• [Exercise passage]:
Illumina / strelka

Strelka2 germline and somatic small variant caller
GNU General Public License v3.0
355 stars 102 forks source link

Variant Allele Frequency with Strelka v2.9.10 #198

Open YanaVassileva opened 3 years ago

YanaVassileva commented 3 years ago

Hey,

I know that there are a lot of questions, related to the topic, but I could not find an answer, which clarifies my confusion completely. I want to determine the tumor heterogeneity of a sample. The output vcf file was generated by Strelka v2.9.10 and a subset looks like following:

#CHROM POS ID REF ALT QUAL FILTER INFO FORMAT NORMAL TUMOR chr1 931087 . C T . LowEVS SOMATIC;QSS=2;TQSS=2;NT=ref;QSS_NT=2;TQSS_NT=2;SGT=CC->CC;DP=82;MQ=60.00;MQ0=0;ReadPosRankSum=-0.36;SNVSB=0.00;SomaticEVS=0.63 DP:FDP:SDP:SUBDP:AU:CU:GU:TU 59:0:0:0:0,0:58,58:1,1:0,0 23:2:0:0:0,0:19,21:0,0:2,2

There is a recommendation for how to calculate the somatic allele frequency:

refCounts = Value of FORMAT column $REF + “U” (e.g. if REF="A" then use the value in FOMRAT/AU) altCounts = Value of FORMAT column $ALT + “U” (e.g. if ALT="T" then use the value in FOMRAT/TU) tier1RefCounts = First comma-delimited value from $refCounts tier1AltCounts = First comma-delimited value from $altCounts Somatic allele freqeuncy is $tier1AltCounts / ($tier1AltCounts + $tier1RefCounts)

In this case the REF is C and the ALT is T. tier1RefCount (= First comma-delimited value from $refCounts) =: 58:1 tier1AltCounts ( First comma-delimited value from $altCounts) = 2 How the somatic allele frequency would be (2/(2+60)) Is that correct? I think I am a bit confused how to interpret the value, which are separated by : multiple times as 59:0:0:0:0.

With that method I will be able to calculate the VAF per mutation. How can I estimate the overall tumor heterogeneity from the resulting VAFs?

Thank you a lot for your help. I am aware that is a newbie question and I will be very happy about any help.

Best regards Yana Vassileva Master Student "Computational Modeling and Simulation"

• [Data for analysis]:
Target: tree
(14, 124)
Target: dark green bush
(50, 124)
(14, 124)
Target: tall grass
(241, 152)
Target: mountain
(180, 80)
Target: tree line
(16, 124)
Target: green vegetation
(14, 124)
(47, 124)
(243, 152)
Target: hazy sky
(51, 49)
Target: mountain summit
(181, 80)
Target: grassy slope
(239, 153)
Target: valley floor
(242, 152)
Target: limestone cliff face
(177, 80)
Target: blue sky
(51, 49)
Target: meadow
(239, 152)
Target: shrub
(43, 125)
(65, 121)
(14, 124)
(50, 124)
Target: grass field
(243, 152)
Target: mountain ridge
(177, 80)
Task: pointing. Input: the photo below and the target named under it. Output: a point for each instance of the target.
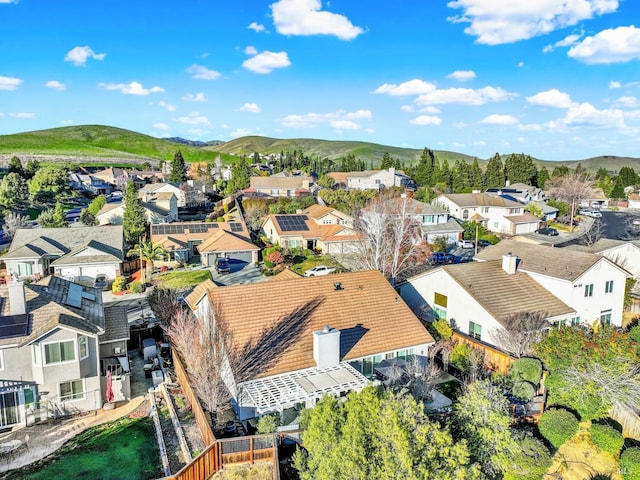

• [Assigned task]: Please reproduce the passage of the Strelka forum thread that begins at the words "There is a recommendation" and stops after "($tier1AltCounts + $tier1RefCounts)".

• [Exercise response]:
There is a recommendation for how to calculate the somatic allele frequency:

refCounts = Value of FORMAT column $REF + “U” (e.g. if REF="A" then use the value in FOMRAT/AU) altCounts = Value of FORMAT column $ALT + “U” (e.g. if ALT="T" then use the value in FOMRAT/TU) tier1RefCounts = First comma-delimited value from $refCounts tier1AltCounts = First comma-delimited value from $altCounts Somatic allele freqeuncy is $tier1AltCounts / ($tier1AltCounts + $tier1RefCounts)